Extract provided:
The Pennsylvania Department of Health has begun testing potential samples of coronavirus from its Exton-based laboratory, but has yet to see an active case in the state.
The Centers for Disease Control and Prevention (CDC) shipped tests to state departments of health across the country this week after two months of testing potential samples of the virus from its own facilities.
With the update in the CDC’s guidelines, Pennsylvania’s Department of Health has been able to test any potential samples of the virus that state health care organizations send its way — a change that Pennsylvania Secretary of Health Dr. Rachel Levine said could speed up wait times for testing from two to three days to less than one day.
“This is a very important step for us as we continue to provide timely updates to Pennsylvanians,” Levine said during a press conference on Tuesday. “If we get a specimen in the morning, we can have (a result) later in the afternoon.”
The CDC announced on Wednesday that coronavirus has grown to over 94,000 cases worldwide, with more than 3,200 deaths documented. The most recent numbers in the U.S. are currently at 128 cases with nine deaths.
While Pennsylvania has yet to see its first case of the virus, the state is already testing samples sent to it from health care providers and can currently test 25 samples per day, said Levine.
The U.S. Food and Drug Administration has announced that it will soon open up testing to commercial laboratories.

Records supplied:
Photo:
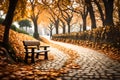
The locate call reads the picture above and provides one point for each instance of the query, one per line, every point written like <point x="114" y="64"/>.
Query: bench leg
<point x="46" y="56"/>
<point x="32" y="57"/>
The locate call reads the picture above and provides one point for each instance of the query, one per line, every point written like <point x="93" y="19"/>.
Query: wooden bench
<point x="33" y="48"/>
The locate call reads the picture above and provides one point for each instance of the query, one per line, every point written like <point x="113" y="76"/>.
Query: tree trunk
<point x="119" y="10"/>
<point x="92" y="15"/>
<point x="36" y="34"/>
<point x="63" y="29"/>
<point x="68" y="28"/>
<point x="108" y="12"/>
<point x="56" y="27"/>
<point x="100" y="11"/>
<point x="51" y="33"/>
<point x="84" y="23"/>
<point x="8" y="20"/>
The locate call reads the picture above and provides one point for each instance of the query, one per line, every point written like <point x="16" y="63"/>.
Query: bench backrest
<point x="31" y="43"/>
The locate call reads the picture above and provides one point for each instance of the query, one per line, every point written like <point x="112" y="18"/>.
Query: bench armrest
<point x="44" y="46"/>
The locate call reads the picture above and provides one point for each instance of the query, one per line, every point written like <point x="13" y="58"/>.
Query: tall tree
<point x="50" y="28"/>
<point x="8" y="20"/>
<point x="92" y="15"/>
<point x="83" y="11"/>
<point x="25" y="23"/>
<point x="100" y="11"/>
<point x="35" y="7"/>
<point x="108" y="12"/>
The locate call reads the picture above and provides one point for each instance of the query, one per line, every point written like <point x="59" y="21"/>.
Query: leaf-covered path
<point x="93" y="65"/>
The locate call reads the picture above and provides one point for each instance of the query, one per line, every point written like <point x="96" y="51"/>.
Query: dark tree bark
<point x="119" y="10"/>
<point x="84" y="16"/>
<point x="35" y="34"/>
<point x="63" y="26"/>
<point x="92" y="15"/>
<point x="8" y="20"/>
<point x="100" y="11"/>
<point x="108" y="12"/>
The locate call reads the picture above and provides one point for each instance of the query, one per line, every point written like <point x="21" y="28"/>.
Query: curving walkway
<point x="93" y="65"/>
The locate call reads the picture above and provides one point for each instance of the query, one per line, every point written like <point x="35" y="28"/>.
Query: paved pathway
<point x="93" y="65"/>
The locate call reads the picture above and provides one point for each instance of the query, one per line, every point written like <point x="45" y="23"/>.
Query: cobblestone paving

Work item A:
In the article on Pennsylvania's coronavirus testing, how many samples per day can the state currently test?
Work item B:
Reproduce word for word the part of the article on Pennsylvania's coronavirus testing that begins at "The Centers for" and ends after "than one day.".
Work item C:
Carry the article on Pennsylvania's coronavirus testing further, starting right after its last sentence.

Response A:
25 samples per day.

Response B:
The Centers for Disease Control and Prevention (CDC) shipped tests to state departments of health across the country this week after two months of testing potential samples of the virus from its own facilities.
With the update in the CDC’s guidelines, Pennsylvania’s Department of Health has been able to test any potential samples of the virus that state health care organizations send its way — a change that Pennsylvania Secretary of Health Dr. Rachel Levine said could speed up wait times for testing from two to three days to less than one day.

Response C:
Dr. Graham Snyder, medical director of infection prevention and hospital epidemiology at UPMC in Pittsburgh, said during a press conference on Tuesday that the hospital system is already preparing to perform testing.
“We are working quickly to develop our own testing capabilities so that any cases can be identified more rapidly,” Snyder said. “As an organization, we’ve had system-wide communication, whether staff are in a rural hospital or in Pittsburgh.”
Some manufacturers of medical devices based in China have seen disruptions in their production lines because of the coronavirus outbreak, but Tami Minnier, Chief Quality Officer at UPMC, said that the system has yet to feel any pressures in their supply chain partnerships.
“We are not sitting back and waiting for any of those pressures to come to us,” Minnier said. “We are proactively working with those suppliers and vendors.”